Problem – The whole listing needs to be returned exactly as it appears.

(Beginning of Data in this exercise)

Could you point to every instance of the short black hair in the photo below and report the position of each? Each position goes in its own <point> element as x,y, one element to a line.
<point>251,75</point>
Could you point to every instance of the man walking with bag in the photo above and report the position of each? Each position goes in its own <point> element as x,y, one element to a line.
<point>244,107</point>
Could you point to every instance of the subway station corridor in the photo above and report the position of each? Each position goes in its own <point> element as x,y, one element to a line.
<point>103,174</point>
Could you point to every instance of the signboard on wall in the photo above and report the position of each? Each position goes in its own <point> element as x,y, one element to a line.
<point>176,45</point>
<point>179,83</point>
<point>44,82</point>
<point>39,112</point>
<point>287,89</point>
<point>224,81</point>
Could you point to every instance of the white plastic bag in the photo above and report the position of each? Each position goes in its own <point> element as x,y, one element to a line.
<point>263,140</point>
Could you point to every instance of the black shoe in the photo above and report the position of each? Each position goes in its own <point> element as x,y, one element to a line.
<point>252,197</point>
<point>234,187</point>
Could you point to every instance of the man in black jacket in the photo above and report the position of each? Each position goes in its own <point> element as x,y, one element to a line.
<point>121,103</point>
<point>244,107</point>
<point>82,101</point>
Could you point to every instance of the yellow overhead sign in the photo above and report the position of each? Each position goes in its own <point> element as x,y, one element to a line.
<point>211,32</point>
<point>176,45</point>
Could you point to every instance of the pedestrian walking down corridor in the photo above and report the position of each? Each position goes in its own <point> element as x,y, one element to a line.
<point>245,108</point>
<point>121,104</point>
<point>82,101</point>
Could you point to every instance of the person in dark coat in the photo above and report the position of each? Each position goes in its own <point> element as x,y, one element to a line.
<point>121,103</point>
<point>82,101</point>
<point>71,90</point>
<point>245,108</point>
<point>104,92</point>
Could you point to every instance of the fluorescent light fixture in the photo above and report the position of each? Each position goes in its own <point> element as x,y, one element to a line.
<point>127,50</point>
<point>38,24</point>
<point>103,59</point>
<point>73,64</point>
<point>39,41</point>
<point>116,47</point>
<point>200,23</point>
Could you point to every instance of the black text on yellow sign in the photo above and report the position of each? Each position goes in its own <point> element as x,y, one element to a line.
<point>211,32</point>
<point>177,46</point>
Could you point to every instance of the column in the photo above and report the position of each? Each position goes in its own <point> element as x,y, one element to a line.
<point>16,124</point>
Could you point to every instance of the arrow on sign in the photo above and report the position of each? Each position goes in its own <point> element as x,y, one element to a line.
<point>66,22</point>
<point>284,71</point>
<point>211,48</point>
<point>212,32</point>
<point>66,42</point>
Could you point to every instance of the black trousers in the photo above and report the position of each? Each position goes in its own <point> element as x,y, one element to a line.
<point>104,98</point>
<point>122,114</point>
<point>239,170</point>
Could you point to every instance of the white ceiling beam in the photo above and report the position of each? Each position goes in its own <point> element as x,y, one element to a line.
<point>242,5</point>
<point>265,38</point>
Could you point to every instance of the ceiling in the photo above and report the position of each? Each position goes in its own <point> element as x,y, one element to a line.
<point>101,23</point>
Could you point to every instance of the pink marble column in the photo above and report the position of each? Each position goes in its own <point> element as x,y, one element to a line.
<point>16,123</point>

(End of Data in this exercise)

Answer for the task –
Could you point to every instance of the short black hair in the photo below and report the position of each? Each position goes in its own <point> element as x,y, one element to a line.
<point>251,75</point>
Could you point to every instance of the man walking with bag in the photo above and report the position of each? Each position goes in its own <point> element as x,y, one element to a line.
<point>244,107</point>
Could you point to every instance of the subway station corridor in the photo above and report the position of each? Each position goes in its own <point> element as x,y, one element to a line.
<point>103,174</point>
Could you point to every instance of the signboard on wall in the photo above and report the position of each? Each position goes in its own <point> element as x,y, one element to a line.
<point>176,45</point>
<point>179,83</point>
<point>44,82</point>
<point>39,112</point>
<point>287,89</point>
<point>224,81</point>
Could you point to every instance of the white plastic bag in the photo above and report the position of each? Each position goes in its own <point> element as x,y, one element to a line.
<point>263,140</point>
Could you point to every instance of the black shoe in the photo above and report the position of each? Each position goes in its own <point> element as x,y, one element to a line.
<point>252,197</point>
<point>234,187</point>
Could you point to every instance of the man in black jacket in the photo above and report the position of each? Each position goes in its own <point> element as x,y, one element to a line.
<point>121,103</point>
<point>244,107</point>
<point>82,101</point>
Could you point to every instance of the yellow overhead sign in the photo above and report the position of each? Each position goes in its own <point> element as x,y, one element to a line.
<point>211,32</point>
<point>176,45</point>
Could you point to every instance of the pedestrian walking down corridor in the photo above and report the position of each? Each position goes in its own <point> element as x,y, one element to a line.
<point>245,108</point>
<point>121,104</point>
<point>82,101</point>
Could you point to every instance of the person in dark coat in the photo above and report the position of each? Each position goes in its own <point> element as x,y, one element to a line.
<point>121,103</point>
<point>82,101</point>
<point>71,90</point>
<point>245,108</point>
<point>104,92</point>
Could you point to every instance of the fluorescent light fixture in the photo above and report the position of each? Each position goes in its own <point> element as x,y, one element to a line.
<point>127,50</point>
<point>38,24</point>
<point>103,59</point>
<point>73,64</point>
<point>39,41</point>
<point>116,47</point>
<point>200,23</point>
Could you point to every instance of the black text on yellow sign in the photo above and report the position of each? Each position goes in its own <point> element as x,y, one element to a line.
<point>211,32</point>
<point>177,46</point>
Could you point to every instance of the column in the photo above and report the position of each? Each position goes in its own <point> element as x,y, one element to a line.
<point>16,124</point>
Could you point to every instance of the arrow on sign in the photo above and report the position of each? Each position goes in its own <point> element as x,y, one element to a line.
<point>66,22</point>
<point>284,71</point>
<point>211,48</point>
<point>212,32</point>
<point>66,42</point>
Could you point to every instance of the black trousers in the photo above and report the position of each? Each position goes in its own <point> element as x,y, one element to a line.
<point>104,98</point>
<point>122,114</point>
<point>239,170</point>
Could you point to every instance of the white ceiling beam in the photo above and report the position of each? Each position goes in its own <point> element as x,y, one element to a line.
<point>242,5</point>
<point>265,38</point>
Could you point to every instance of the ceiling in the photo above and report the position of each? Each position goes in its own <point> element as x,y, one element to a line.
<point>101,23</point>
Could you point to every instance of the pink marble column in the photo above and report the position of each? Each position goes in its own <point> element as x,y, one element to a line.
<point>16,123</point>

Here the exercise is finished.